### Reading text
'''

Shemittah is it’s Own Reward


Photograghy by Avidan Avraham

While many farmers plan a sabbatical next year, the odometer on Rabbi Shlomo Ranaan’s roadworthy Toyota spins on overdrive.

He easily logs 50,000 kilometers (31,000 miles) a year on Israel’s winding, and sometimes treacherous rural roads, determined to be a driving force behind the growing trend of more Israeli farmers, including many nonreligious ones, who observe shemittah — the once-in-seven-year mitzvah to let one’s land lie fallow.

To advance his goal, Rabbi Raanan, head of Ayelet Hashachar, has taken on some 20 avreichim to train more than 600 farmers, including some from the most hard-core chiloni towns, where interest in religion is as rare as a summer rain shower.

“These farmers have a deep, and sensitive relationship with their land,” says Rabbi Raanan, who began working with farmers before the previous shemittah seven years ago. “But what always impresses me is that once they make their decision, they observe it with humility and responsibility, while knowing what it will take to avoid succumbing to temptation.”

As head of Ayelet Hashachar, the organization he founded in 1997 to create a united society of religious and nonreligious Jews in Eretz Yisrael, he has visited 800 secular towns, making a mark on 119 of them, either by sending a religious person to lay down roots there, encouraging construction of a synagogue, planning parlor meeting discussions on Jewish topics of interest, or arranging telephone chavrusas for those who want to learn more

While the bulk of the restrictions on agricultural labor don’t take effect until Rosh Hashanah, preparations for shemittah have been underway for months.

Chazal cite shemittah as one “proof” of the Torah’s Divine origin. Who else but G-d could promise unprecedented blessings, and not disastrous losses, by taking a year off from work??

Yet, the Sages tell us that the Babylonian exile was caused in part because the Jews did not observe shemittah properly. If they couldn’t do it, why does Rabbi Raanan pick the seemingly hardest nuts to crack to promote a mitzvah that runs contrary to man’s very nature?

“I want to start from the farthest point, the least likely place, because I know from experience that this will be the easiest,” is how he explains his modus operandi as he drives us to visit four of the 600 “giborei koach” under his tutelage who committed to observing the next shemittah “Their interest is real. It’s intelligent. They’re not complicated and they’re not ostentatious.”

A typical day for Rabbi Raanan might begin in the early morning in the Negev, and end in the wee hours of the next morning in the Jezreel Valley. It’s solitary work, yet it suits his temperament and fosters his goals. “I like to work one-on-one. When I’m alone with someone, there’s no playing politics. I start from a point of mutual respect. I don’t think I’m better, or smarter, or a bigger tzaddik than the people I am trying to teach. I try and see their tzidkus.”

'''

### Rows
'''

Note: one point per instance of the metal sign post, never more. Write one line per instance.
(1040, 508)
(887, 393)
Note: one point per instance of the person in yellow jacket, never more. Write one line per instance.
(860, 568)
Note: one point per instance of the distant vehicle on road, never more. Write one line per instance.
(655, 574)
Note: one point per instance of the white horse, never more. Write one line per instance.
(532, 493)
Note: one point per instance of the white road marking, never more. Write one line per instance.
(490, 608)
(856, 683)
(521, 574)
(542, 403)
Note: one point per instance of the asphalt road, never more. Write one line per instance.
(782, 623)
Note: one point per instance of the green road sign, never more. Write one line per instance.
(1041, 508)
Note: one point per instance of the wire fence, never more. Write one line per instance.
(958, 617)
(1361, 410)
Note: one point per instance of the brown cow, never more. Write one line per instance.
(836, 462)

'''

### What is asked
**a)** Decide whether each of the following statements agrees with the shemittah article. Answer yes or no for each, and quote the words of the article that decide it. (i) Rabbi Raanan founded Ayelet Hashachar in 1997. (ii) Rabbi Raanan drives about 100,000 kilometers a year. (iii) Most of the restrictions on agricultural labor take effect before Rosh Hashanah.
**b)** Return the passage of the shemittah article starting at "While the bulk" and ending at "off from work??", with no change to its wording.

### Results of the tasks
**a)**
(i) Yes: "the organization he founded in 1997"
(ii) No: "He easily logs 50,000 kilometers (31,000 miles) a year"
(iii) No: "the bulk of the restrictions on agricultural labor don’t take effect until Rosh Hashanah"

**b)**
While the bulk of the restrictions on agricultural labor don’t take effect until Rosh Hashanah, preparations for shemittah have been underway for months.

Chazal cite shemittah as one “proof” of the Torah’s Divine origin. Who else but G-d could promise unprecedented blessings, and not disastrous losses, by taking a year off from work??